Teologia do Livro de Gênesis

Teologia do Livro de Gênesis

Teologia do Livro de Gênesis

por Carlos Osvaldo (2006)




Deus é poderoso

O poder e a majestade de Deus manifestam-se primeiramente em Seu trabalho de criar, ordenar o universo e torná-lo habitável para o homem (caps. 1 e 2). Seu poder também se evidencia nas forças cataclísmicas que Ele reúne e desencadeia para julgar a humanidade pecadora (caps. 6–8), na maneira simples, mas engenhosa, pela qual Ele dispersa a geração pós-diluviana devido à desobediência à ordem divina para que se espalhassem e enchessem a terra (cap. 11).

O poder de Deus é mais sutilmente demonstrado na capacitação a Abraão e Sara para que, mediante a fé, gerassem a semente prometida depois de ambos haver passado o estágio reprodutivo (caps. 18, 21).

Em contraste com isso, vê-se o poder devastador da ira de Deus no juízo contra Sodoma e Gomorra (cap. 19). As palavras de José para seus irmãos em Gênesis 50.19-21 demonstram o ponto de vista mosaico sobre o poder de Deus à luz da história da nação. O que o homem pecador tenciona para o mal, Yahweh é mais do que capaz de suplantar para Seus propósitos de bênção e bem-estar para o povo de Sua aliança.

Deus é justo

A justiça de Yahweh reflete-se não tanto em declarações sobre Seu caráter quanto nos meios simples e diretos pelos quais Ele julga a falta de conformidade do homem com o padrão de conduta prescrito pelo Criador. Tal é o caso com Seu padrão de avaliar o relacionamento do homem com Ele no jardim (2.16), no julgamento imediato contra a rebelião do homem (3.8-19), em seu trato severo (mas paciente) com o crime de Caim e as justificativas pessoais apresentadas por este (4.1-16), no juízo do Dilúvio contra um mundo cuja inclinação e ações estavam em flagrante violação de Seu caráter (6.1-7), na destruição de Sodoma e Gomorra por sua depravação e seu estilo de vida egoísta (19.1-29), assim como em juízos individuais contra homens como Er e Onã (38.6-10).

Deus é gracioso

A graça de Deus lança uma luz brilhante sobre algumas das páginas mais sombrias da história humana. Quando Sua bondade original foi desprezada no jardim do Éden em troca da independência que as criaturas queriam Dele, foi Deus quem tomou a iniciativa de buscar o homem (3.8, 9), de prometer a vitória definitiva sobre a serpente pela semente da mulher (3.15) e de remediar a nudez e a vergonha do primeiro casal (3.21).

Quando a corrupção engolfou a humanidade, Noé [..] achou graça aos olhos do Senhor (6.8), e quando as águas do Dilúvio ameaçavam destruir os sobreviventes, Deus lembrou-se de Noé (8.1).
============================================================
Tarefas a realizar —
a - Reproduza, sem alterações, a parte do texto sobre a teologia de Gênesis que começa nas palavras que contêm "O poder e a" e termina em "terra (cap. 11).".
b - No texto sobre a teologia de Gênesis, quais homens são citados como exemplo de juízos individuais de Deus?
c - Por favor, indique se cada afirmação concorda com o texto sobre a teologia de Gênesis, respondendo sim ou não e citando as palavras decisivas: (i) Deus dispersa a geração pós-diluviana no capítulo 11. (ii) O trato de Deus com o crime de Caim é descrito como brando. (iii) Depois do episódio no jardim do Éden, foi o homem quem tomou a iniciativa de buscar Deus.

Itens de uma fonte de dados
============================================================
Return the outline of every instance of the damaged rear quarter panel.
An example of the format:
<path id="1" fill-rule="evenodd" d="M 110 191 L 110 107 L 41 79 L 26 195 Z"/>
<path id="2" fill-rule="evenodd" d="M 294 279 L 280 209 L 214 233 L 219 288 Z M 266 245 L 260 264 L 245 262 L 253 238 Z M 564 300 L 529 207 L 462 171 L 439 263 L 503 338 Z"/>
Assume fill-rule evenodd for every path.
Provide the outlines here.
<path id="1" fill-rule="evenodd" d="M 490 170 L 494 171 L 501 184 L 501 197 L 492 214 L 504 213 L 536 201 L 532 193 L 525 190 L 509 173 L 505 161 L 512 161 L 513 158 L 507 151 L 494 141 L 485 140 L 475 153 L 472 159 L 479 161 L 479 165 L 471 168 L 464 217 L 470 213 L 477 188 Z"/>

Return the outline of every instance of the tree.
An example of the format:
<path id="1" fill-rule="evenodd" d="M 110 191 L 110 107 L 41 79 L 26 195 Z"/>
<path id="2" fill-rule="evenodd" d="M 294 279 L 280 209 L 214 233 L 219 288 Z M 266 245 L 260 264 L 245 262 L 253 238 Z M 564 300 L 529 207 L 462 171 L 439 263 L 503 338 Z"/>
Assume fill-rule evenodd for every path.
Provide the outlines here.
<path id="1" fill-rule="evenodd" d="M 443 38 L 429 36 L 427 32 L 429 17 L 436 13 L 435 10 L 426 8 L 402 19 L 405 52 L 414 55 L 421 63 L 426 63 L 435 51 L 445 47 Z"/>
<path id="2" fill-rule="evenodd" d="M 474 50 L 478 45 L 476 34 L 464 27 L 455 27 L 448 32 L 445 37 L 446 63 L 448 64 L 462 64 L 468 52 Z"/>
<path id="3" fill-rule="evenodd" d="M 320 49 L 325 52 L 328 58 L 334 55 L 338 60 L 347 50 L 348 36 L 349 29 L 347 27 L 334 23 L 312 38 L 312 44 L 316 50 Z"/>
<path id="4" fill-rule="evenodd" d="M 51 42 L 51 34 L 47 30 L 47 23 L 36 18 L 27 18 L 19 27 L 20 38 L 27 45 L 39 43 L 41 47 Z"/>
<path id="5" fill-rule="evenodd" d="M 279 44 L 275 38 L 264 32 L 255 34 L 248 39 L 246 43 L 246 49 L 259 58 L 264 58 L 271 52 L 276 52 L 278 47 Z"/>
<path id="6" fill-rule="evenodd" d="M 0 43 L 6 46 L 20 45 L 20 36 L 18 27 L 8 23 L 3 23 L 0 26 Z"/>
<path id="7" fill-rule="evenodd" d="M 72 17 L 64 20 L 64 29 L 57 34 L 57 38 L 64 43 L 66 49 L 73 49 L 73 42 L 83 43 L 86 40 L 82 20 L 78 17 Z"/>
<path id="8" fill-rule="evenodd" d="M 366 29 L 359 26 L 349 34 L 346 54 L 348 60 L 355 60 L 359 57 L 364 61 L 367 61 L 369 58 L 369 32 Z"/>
============================================================
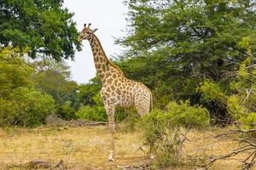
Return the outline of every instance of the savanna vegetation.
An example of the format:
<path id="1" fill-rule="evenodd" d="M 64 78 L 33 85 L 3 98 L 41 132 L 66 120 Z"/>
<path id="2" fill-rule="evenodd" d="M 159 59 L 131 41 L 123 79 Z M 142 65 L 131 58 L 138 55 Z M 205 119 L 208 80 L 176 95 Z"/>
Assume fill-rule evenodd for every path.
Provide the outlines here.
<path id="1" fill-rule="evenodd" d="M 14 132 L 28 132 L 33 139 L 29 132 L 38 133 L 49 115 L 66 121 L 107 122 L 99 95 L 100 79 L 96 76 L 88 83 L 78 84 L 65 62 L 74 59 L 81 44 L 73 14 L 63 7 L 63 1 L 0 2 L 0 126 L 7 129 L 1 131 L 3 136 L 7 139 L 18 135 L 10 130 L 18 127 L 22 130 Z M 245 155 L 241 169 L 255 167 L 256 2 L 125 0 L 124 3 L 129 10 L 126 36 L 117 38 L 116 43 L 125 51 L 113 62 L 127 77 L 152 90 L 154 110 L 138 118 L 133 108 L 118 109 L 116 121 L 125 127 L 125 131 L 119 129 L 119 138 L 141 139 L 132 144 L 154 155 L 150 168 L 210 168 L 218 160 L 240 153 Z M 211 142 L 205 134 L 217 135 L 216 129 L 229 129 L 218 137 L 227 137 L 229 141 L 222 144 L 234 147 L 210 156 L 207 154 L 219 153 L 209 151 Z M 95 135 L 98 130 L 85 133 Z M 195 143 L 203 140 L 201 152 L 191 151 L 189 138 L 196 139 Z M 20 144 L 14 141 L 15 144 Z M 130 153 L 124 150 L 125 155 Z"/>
============================================================
Respostas por tarefa —
a -
O poder e a majestade de Deus manifestam-se primeiramente em Seu trabalho de criar, ordenar o universo e torná-lo habitável para o homem (caps. 1 e 2). Seu poder também se evidencia nas forças cataclísmicas que Ele reúne e desencadeia para julgar a humanidade pecadora (caps. 6–8), na maneira simples, mas engenhosa, pela qual Ele dispersa a geração pós-diluviana devido à desobediência à ordem divina para que se espalhassem e enchessem a terra (cap. 11).

b - Er e Onã (38.6-10).

c -
(i) Sim: "na maneira simples, mas engenhosa, pela qual Ele dispersa a geração pós-diluviana devido à desobediência à ordem divina para que se espalhassem e enchessem a terra (cap. 11)".
(ii) Não: "em seu trato severo (mas paciente) com o crime de Caim".
(iii) Não: "foi Deus quem tomou a iniciativa de buscar o homem (3.8, 9)".